- Required work
In the records below, find the line containing "syrup puddle ->"; copy exactly that line and all lines after it to the end, and nothing else.

** Start **

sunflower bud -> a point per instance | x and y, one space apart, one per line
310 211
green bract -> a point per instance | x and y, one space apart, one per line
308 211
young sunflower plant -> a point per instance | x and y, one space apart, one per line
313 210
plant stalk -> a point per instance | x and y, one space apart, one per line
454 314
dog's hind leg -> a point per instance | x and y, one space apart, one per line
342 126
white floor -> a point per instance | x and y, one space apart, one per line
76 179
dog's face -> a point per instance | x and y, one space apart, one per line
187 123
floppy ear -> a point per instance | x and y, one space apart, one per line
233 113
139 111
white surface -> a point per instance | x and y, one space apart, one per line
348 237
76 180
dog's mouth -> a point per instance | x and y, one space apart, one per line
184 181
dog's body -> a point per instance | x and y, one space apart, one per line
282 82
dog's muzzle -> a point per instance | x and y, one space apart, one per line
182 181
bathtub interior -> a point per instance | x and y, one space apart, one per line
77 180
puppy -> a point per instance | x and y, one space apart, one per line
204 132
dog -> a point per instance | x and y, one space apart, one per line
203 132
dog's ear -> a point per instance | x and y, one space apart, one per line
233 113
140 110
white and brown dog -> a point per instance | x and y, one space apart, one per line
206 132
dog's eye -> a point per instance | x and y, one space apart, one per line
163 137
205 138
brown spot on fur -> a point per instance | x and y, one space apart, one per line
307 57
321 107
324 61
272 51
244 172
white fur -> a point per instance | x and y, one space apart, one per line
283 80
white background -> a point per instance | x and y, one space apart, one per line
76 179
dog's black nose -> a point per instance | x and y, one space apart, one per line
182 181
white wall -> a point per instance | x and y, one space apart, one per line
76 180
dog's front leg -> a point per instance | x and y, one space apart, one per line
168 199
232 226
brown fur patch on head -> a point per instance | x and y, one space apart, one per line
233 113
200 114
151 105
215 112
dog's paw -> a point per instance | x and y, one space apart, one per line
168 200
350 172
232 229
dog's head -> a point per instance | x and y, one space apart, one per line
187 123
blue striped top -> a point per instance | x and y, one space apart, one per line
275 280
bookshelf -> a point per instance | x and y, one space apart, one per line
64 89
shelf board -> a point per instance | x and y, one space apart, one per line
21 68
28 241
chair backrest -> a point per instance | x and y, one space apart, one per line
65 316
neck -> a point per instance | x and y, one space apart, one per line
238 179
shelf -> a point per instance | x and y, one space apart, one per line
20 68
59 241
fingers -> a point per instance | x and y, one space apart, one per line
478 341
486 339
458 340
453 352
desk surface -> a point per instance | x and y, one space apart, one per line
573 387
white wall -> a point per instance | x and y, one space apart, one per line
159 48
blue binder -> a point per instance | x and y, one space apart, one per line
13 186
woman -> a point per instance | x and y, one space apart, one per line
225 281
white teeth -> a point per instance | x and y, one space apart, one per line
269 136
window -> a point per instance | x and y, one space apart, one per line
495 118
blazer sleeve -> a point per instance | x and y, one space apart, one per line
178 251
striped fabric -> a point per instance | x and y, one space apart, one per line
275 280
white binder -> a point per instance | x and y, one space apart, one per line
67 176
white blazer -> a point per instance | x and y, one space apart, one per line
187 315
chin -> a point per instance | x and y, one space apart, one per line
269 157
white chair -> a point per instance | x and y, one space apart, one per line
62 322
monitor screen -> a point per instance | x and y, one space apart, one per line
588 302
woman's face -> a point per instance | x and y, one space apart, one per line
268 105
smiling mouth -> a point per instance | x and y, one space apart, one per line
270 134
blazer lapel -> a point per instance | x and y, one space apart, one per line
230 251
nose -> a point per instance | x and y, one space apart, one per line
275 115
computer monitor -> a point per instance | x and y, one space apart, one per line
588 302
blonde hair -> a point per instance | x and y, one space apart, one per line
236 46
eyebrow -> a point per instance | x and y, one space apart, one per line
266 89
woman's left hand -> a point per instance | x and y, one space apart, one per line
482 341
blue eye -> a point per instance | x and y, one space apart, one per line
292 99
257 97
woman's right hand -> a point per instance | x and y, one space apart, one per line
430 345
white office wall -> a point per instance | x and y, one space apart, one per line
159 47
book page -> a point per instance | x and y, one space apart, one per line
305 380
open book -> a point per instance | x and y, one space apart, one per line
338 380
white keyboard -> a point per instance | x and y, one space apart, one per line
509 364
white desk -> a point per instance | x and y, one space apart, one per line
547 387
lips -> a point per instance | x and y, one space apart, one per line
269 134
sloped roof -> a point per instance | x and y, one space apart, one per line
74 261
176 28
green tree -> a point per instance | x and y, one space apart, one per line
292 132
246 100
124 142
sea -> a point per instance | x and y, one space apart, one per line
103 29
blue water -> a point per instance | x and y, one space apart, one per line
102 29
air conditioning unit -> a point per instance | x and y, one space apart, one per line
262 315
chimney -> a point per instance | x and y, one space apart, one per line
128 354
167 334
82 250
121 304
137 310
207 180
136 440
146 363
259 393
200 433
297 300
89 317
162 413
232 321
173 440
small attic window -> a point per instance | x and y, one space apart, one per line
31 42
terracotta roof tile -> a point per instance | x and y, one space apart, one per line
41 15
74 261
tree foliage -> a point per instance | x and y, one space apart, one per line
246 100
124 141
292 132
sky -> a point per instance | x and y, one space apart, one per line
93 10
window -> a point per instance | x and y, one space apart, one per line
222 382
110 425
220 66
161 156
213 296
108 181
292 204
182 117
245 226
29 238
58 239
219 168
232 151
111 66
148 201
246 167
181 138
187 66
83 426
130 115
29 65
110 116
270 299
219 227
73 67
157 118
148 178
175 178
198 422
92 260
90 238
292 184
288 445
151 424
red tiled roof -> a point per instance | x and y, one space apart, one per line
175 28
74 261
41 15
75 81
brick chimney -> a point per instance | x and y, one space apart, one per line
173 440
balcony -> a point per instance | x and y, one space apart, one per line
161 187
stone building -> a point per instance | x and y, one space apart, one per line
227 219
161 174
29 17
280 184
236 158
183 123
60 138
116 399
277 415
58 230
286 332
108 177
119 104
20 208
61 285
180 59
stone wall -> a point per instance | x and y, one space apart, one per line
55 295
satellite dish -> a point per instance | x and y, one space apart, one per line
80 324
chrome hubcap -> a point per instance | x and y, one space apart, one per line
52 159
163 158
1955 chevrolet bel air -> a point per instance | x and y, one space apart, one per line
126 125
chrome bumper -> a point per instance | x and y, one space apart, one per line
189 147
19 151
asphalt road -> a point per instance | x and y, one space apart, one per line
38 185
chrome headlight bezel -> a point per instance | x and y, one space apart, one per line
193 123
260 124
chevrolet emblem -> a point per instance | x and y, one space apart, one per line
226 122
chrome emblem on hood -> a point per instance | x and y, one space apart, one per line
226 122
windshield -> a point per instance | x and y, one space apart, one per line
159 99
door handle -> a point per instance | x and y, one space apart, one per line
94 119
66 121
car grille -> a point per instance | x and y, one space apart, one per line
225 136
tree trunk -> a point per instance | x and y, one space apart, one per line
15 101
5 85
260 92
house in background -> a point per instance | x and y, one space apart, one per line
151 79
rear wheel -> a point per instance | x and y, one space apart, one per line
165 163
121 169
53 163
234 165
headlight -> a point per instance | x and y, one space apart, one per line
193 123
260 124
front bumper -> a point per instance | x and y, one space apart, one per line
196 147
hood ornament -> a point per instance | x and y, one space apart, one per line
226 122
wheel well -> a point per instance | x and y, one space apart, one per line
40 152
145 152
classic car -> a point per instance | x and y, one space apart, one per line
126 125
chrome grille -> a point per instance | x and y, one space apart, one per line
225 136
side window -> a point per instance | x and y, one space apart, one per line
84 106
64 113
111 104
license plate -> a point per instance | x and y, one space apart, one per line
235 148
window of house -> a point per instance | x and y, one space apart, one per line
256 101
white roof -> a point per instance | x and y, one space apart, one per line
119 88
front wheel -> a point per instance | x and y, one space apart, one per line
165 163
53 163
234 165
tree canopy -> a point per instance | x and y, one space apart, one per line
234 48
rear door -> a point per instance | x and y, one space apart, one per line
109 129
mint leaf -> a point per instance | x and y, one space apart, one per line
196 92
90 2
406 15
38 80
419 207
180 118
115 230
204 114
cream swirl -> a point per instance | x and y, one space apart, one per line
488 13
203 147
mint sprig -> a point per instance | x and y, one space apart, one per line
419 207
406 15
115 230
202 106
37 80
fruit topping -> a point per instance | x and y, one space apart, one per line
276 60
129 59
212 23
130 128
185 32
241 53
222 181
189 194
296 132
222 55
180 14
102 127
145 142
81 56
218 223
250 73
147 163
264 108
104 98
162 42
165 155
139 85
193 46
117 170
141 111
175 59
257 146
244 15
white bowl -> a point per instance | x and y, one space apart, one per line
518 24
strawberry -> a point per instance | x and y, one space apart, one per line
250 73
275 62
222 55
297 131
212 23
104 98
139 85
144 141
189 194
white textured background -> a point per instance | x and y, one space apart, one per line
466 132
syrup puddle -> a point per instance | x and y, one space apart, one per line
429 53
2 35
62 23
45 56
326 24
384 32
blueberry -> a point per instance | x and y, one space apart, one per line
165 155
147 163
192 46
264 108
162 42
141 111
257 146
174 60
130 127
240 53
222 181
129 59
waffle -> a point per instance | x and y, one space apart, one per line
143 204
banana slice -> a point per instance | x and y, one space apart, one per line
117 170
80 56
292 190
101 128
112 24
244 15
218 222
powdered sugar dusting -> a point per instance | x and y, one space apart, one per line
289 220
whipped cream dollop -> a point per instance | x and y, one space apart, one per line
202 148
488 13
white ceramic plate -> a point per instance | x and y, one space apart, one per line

** End **

- Response below
syrup puddle -> a point per instance | x and y, one space apart, one per line
429 53
2 35
62 23
45 56
326 24
384 32
blueberry -> a point per instance | x and y, one space apart, one per line
165 155
147 163
192 46
264 108
162 42
141 111
257 146
174 60
130 127
240 53
222 181
129 59
waffle -> a point per instance | x and y, one space apart, one per line
143 204
banana slice -> a point per instance | x and y, one space apart, one per line
117 170
80 56
292 190
101 128
112 24
244 15
218 222
powdered sugar dusting -> a point per instance | x and y, one space apart, one per line
289 220
whipped cream dollop -> a point per instance | x and y, one space apart, one per line
202 148
488 13
white ceramic plate -> a point per instance | x and y, one space apart, one per line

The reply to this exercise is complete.